- [Exercise] Edit the listing from the line containing "Annotate each instance of the raised" through the end of the listing, both included, replacing "yellow marker" with "yellow flag" and keeping everything else the same. Give back only those lines.
-- BEGIN --
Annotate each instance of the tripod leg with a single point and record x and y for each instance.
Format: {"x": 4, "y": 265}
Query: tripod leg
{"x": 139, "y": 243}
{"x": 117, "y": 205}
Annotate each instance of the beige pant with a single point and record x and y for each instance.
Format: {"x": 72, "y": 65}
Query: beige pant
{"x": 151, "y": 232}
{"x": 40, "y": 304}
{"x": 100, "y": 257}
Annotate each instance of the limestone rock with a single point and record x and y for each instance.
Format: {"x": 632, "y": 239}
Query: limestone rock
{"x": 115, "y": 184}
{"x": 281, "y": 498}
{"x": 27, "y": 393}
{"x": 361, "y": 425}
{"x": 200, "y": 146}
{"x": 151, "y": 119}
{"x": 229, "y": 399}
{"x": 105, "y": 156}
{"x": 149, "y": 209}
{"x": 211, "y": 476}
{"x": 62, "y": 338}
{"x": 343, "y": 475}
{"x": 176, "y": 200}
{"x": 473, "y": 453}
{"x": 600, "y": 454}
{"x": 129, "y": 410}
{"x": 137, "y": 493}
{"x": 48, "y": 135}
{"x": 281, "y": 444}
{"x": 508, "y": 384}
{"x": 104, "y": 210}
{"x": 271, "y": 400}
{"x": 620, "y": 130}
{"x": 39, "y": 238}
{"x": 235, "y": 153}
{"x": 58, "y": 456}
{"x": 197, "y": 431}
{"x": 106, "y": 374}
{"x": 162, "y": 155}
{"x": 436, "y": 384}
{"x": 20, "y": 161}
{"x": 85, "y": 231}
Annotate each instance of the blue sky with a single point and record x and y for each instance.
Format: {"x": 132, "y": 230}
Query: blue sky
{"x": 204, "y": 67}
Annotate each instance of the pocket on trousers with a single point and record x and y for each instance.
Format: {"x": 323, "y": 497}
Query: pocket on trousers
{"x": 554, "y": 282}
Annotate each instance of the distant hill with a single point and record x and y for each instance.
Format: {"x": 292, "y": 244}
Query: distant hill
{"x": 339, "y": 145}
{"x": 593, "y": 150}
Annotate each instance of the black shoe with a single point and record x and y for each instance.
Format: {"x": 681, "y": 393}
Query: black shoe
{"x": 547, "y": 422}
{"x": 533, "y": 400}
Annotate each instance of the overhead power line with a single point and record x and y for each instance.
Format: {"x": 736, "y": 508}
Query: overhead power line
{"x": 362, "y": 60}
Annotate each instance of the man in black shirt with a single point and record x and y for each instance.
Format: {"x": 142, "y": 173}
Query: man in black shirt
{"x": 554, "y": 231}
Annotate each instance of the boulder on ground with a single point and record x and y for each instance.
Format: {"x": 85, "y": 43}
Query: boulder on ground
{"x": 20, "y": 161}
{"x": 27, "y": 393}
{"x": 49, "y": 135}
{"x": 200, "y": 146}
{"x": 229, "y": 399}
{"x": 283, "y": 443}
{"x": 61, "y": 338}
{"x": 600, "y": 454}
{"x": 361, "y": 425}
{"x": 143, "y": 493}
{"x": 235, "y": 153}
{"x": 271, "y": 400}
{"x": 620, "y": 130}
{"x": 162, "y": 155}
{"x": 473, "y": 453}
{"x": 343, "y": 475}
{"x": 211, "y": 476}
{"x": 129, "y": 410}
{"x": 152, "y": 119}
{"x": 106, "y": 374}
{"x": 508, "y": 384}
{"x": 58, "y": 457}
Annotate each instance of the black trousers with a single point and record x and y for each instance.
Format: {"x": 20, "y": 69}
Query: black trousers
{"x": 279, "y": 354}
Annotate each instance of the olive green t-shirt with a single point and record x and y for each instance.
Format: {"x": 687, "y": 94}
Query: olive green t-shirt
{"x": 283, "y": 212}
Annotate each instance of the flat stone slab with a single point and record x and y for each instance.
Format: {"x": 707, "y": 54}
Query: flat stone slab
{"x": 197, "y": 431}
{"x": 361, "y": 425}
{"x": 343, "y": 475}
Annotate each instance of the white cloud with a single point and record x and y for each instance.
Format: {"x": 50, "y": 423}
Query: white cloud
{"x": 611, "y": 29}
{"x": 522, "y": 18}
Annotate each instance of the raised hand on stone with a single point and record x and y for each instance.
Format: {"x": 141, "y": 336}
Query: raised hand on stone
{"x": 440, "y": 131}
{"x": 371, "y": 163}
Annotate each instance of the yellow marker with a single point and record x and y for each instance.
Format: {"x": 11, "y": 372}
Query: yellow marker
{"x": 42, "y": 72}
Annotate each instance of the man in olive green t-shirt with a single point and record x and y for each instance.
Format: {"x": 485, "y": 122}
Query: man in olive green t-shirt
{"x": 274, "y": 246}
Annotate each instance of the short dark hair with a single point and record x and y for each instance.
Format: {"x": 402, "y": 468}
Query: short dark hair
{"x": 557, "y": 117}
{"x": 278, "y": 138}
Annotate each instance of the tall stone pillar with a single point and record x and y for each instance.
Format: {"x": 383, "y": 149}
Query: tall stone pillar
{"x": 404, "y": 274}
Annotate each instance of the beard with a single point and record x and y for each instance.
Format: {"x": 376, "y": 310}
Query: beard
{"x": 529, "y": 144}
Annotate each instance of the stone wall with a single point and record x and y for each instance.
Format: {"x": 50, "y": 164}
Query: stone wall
-- END --
- [Complete answer]
Annotate each instance of the raised hand on stone with a single point and record x and y for each instance.
Format: {"x": 141, "y": 336}
Query: raised hand on stone
{"x": 440, "y": 131}
{"x": 371, "y": 163}
Annotate each instance of the yellow flag with a single point and record x and y for each instance.
Format: {"x": 11, "y": 372}
Query: yellow flag
{"x": 42, "y": 72}
Annotate each instance of the man in olive green t-shirt with a single point and record x and y for each instance.
Format: {"x": 485, "y": 122}
Query: man in olive green t-shirt
{"x": 274, "y": 246}
Annotate each instance of the short dark hair with a single point and record x and y for each instance.
Format: {"x": 402, "y": 468}
Query: short dark hair
{"x": 557, "y": 117}
{"x": 278, "y": 138}
Annotate each instance of the tall stone pillar with a single point and record x and y for each instance.
Format: {"x": 383, "y": 149}
Query: tall stone pillar
{"x": 404, "y": 274}
Annotate each instance of the beard with a single point and record x and y for each instance.
Format: {"x": 376, "y": 310}
Query: beard
{"x": 529, "y": 144}
Annotate each instance of the stone wall with a single point and record x and y for each instance.
Format: {"x": 50, "y": 164}
Query: stone wall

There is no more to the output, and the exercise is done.